*TAREFAS A REALIZAR*:
(1) Resume em duas frases o excerto sobre a imprensa portuguesa em 1919.
(2) Indica todos os títulos de jornais mencionados no excerto sobre a imprensa portuguesa em 1919.
(3) Prossegue o texto sobre o lock-out da imprensa de 1919 a partir do ponto em que termina.

*EXCERTO DE ORIGEM*:
____________________
Participantes na Conferência Anarquista de Lisboa de 1925, entre os quais estão dois dos responsáveis editoriais de “A Batalha”: Manuel Joaquim de Sousa e Manuel da Silva Campos [nº28]
A guerra de títulos que opôs proprietários das empresas e trabalhadores da imprensa não foi uma novidade de 1921, ano em que o Diário de Lisboa nasceu a 7 de abril (durando até 30 de novembro de 1990).
Em 1919, quando o jornal A Batalha foi publicado pela primeira vez a 23 de fevereiro, sob a chefia editorial do tipógrafo Alexandre Vieira, influenciado pelos ideais da revolução de 1917, A Imprensa surgiu cinco meses depois. Este título foi coeditado pelos proprietários das empresas jornalísticas que decretaram um lock-out.
Nesse ano, os principais jornais diários que se publicavam em Lisboa foram suspensos por decisão dos seus proprietários. “Na origem direta do lock-out encontramos precisamente uma ação de protesto da classe gráfica contra o encerramento pelas autoridades” da União Operária Nacional e do jornal A Batalha, como se lê no site da Hemeroteca.
A Imprensa foi assim publicada entre 19 de junho e 3 de julho de 1919 e os 13 números podem ser consultados na Hemeroteca Digital.
O Século e o Diário de Notícias, títulos de grande circulação, foram suspensos
D.R.
____________________
Dados de máscaras de segmentação
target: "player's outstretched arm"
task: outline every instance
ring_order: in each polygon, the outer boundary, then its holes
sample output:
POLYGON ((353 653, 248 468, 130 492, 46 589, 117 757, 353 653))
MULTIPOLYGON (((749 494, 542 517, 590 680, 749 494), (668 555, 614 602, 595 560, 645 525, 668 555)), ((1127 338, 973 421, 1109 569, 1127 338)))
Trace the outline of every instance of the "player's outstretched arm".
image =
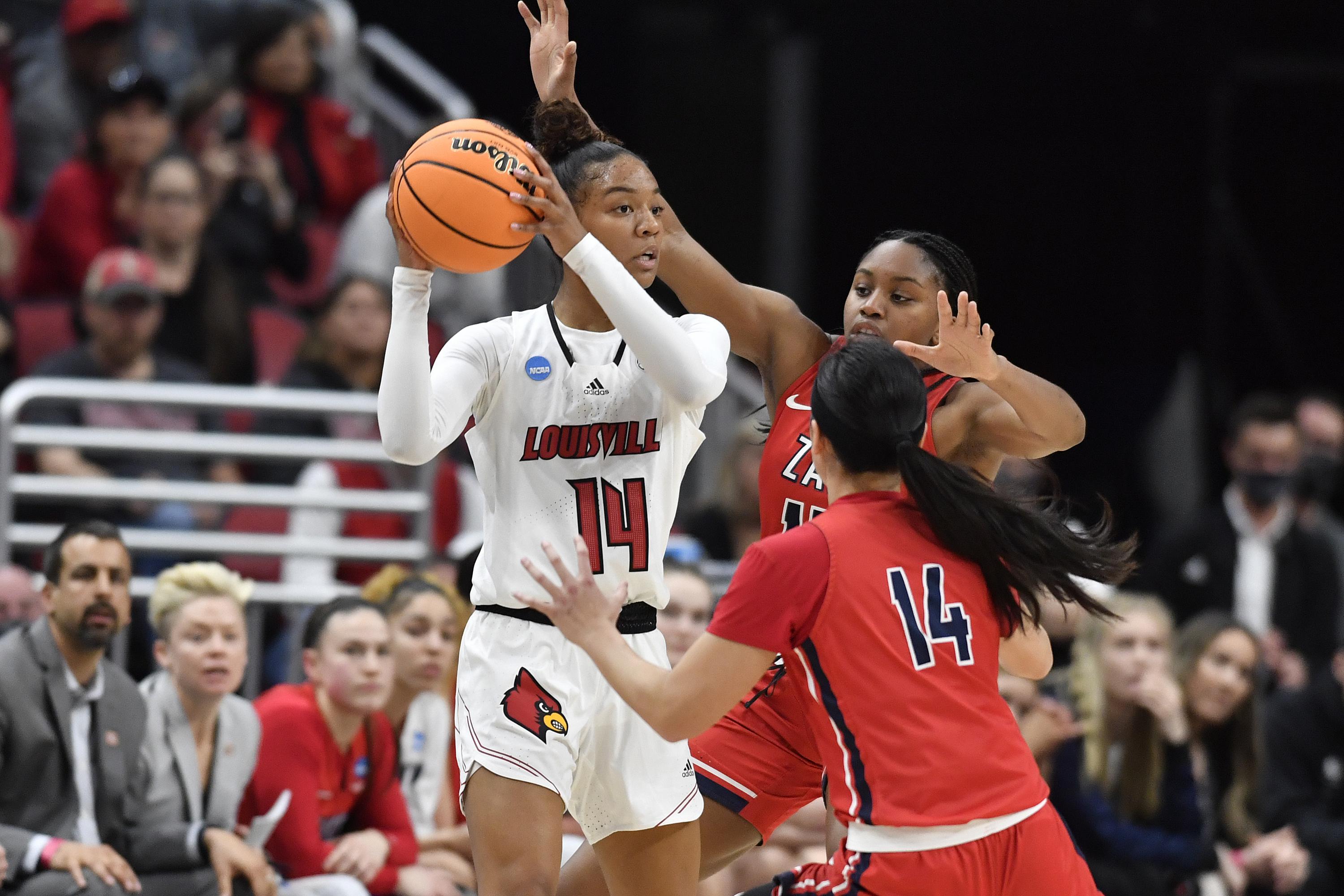
POLYGON ((934 418, 938 453, 984 472, 997 469, 1004 455, 1044 457, 1082 442, 1087 422, 1078 403, 995 352, 993 340, 993 329, 966 293, 957 297, 953 316, 948 294, 939 292, 937 345, 895 343, 943 373, 978 380, 962 387, 966 395, 934 418))
POLYGON ((538 189, 535 195, 516 192, 509 197, 536 212, 539 220, 513 224, 513 228, 542 234, 550 240, 555 254, 583 279, 644 369, 673 402, 696 408, 716 399, 728 379, 728 340, 723 326, 708 318, 683 325, 659 308, 606 246, 583 228, 546 159, 531 144, 528 152, 536 171, 519 167, 513 176, 538 189))
POLYGON ((559 582, 552 580, 535 563, 523 559, 523 567, 550 595, 542 600, 515 592, 520 602, 540 610, 564 634, 581 646, 621 699, 665 740, 685 740, 723 717, 742 695, 751 689, 775 654, 714 635, 703 635, 671 672, 642 660, 616 630, 616 619, 625 603, 625 583, 614 594, 602 594, 589 566, 587 544, 574 536, 578 572, 551 544, 543 544, 559 582))
MULTIPOLYGON (((523 0, 517 8, 530 35, 528 58, 538 98, 543 103, 569 99, 582 109, 574 89, 578 44, 570 40, 564 0, 539 0, 536 16, 523 0)), ((723 324, 732 353, 765 375, 774 410, 774 391, 786 388, 812 367, 831 347, 831 339, 788 296, 738 281, 687 232, 671 207, 661 222, 665 238, 659 277, 688 312, 723 324)))
MULTIPOLYGON (((395 180, 401 163, 392 171, 395 180)), ((401 463, 427 463, 461 435, 481 390, 492 357, 482 328, 454 333, 438 361, 429 357, 429 290, 431 265, 411 249, 396 216, 387 220, 396 236, 392 274, 392 326, 378 387, 378 430, 387 457, 401 463)))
____________________
*RESPOSTAS POR ITEM*:
(1) Em 1919, os proprietários das empresas jornalísticas decretaram um lock-out que suspendeu os principais diários de Lisboa e coeditaram o título A Imprensa. O lock-out teve origem num protesto da classe gráfica contra o encerramento da União Operária Nacional e de A Batalha pelas autoridades, e A Imprensa foi publicada entre 19 de junho e 3 de julho de 1919, num total de 13 números.

(2) A Batalha, Diário de Lisboa, A Imprensa, O Século, Diário de Notícias

(3)
As greves e os lock-out andaram (várias vezes) a par na imprensa portuguesa na I República.
A longa greve de 1921 terminou sem que grandes decisões fossem tomadas. José Nuno Matos escreve que a “última tentativa de negociação entre as partes [foi] mediada pelos jornalistas Augusto Soares e Melo Barreto, mas seria, mais uma vez, frustrada, sendo surpreendida pelo regresso dos tipógrafos de O Século ao trabalho”.
No início de maio de 1921, “a comissão executiva de greve acabou por chegar a um consenso com [os proprietários dos jornais] A Época, A Luta, Opinião e Diário de Notícias no sentido de um aumento dos ordenados em 40% do seu valor”, escreve José Nuno Matos, acrescentando que o acordo “não incluiu a readmissão dos profissionais da imprensa em greve” no Diário de Notícias.
Última Hora
No jornal O Século, os aumentos salariais ficaram pelos 35%,"argumentando-se a prévia existência de uma tabela de valores superior". Neste jornal, verificou-se igualmente, citando um informe publicado por Manuel Guimarães, o “afastamento definitivo de todo o pessoal da redação, informação e revisão que tomou parte na greve”, conforme foi noticiado em A Imprensa de Lisboa, do dia 9 de maio de 1921.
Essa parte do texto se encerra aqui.